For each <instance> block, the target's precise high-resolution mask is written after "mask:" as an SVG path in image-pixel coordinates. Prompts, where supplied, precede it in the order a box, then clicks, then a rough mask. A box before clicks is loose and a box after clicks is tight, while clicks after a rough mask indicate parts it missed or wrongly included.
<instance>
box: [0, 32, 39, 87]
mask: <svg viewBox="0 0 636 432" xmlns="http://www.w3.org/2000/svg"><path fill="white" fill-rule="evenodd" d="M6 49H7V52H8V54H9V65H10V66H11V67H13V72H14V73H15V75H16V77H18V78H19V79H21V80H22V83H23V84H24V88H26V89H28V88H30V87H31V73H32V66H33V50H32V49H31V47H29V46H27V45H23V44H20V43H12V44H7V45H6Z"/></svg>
==
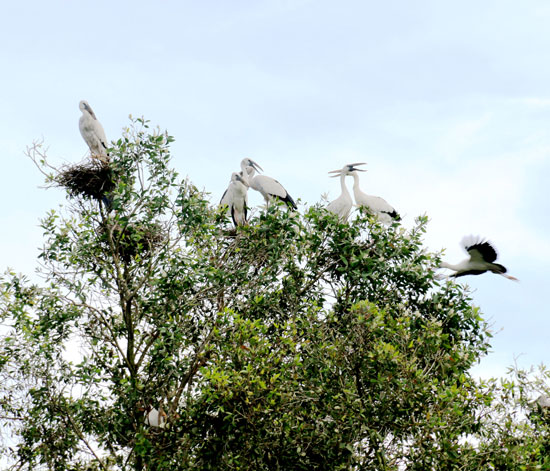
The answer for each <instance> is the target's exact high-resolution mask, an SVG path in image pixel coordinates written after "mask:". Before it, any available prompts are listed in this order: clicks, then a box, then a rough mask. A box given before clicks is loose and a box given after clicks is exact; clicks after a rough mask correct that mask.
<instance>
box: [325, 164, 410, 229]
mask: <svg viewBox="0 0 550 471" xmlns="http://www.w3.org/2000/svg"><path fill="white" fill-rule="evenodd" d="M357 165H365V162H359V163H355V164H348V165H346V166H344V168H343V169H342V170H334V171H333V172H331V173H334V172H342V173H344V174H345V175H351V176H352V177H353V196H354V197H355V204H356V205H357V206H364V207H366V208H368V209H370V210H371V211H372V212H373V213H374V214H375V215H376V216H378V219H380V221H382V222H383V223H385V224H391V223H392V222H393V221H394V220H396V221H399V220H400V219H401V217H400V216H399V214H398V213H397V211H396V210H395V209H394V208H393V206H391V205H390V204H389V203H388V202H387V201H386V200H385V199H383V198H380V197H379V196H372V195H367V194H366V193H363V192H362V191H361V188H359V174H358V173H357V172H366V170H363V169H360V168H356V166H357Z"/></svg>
==
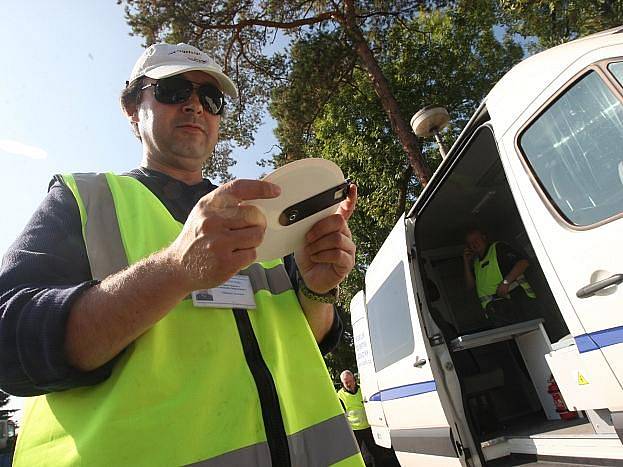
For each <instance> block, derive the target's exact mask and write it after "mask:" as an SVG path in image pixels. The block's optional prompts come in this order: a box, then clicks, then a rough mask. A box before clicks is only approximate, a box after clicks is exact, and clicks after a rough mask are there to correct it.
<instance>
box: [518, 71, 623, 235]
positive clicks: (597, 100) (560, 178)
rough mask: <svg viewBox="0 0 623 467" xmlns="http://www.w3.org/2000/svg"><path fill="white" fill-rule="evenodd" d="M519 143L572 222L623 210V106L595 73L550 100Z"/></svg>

- What to produce
Could you return exactly the lines above from the line with "For each <instance> block, derive" to the line with "positive clicks: (597, 100) (560, 178)", both included, and nothing else?

- Output for this task
For each <instance> block, derive the target's exact mask and write it after "mask:" as an SVG path in image pixels. The block's optional prompts come in this order: a box, then clicks, then a rough mask. A box before clicks is only approximate, a box after clicks is exact, and clicks after a rough mask are there to correct it.
<instance>
box: [518, 71, 623, 235]
positive clicks: (597, 100) (560, 178)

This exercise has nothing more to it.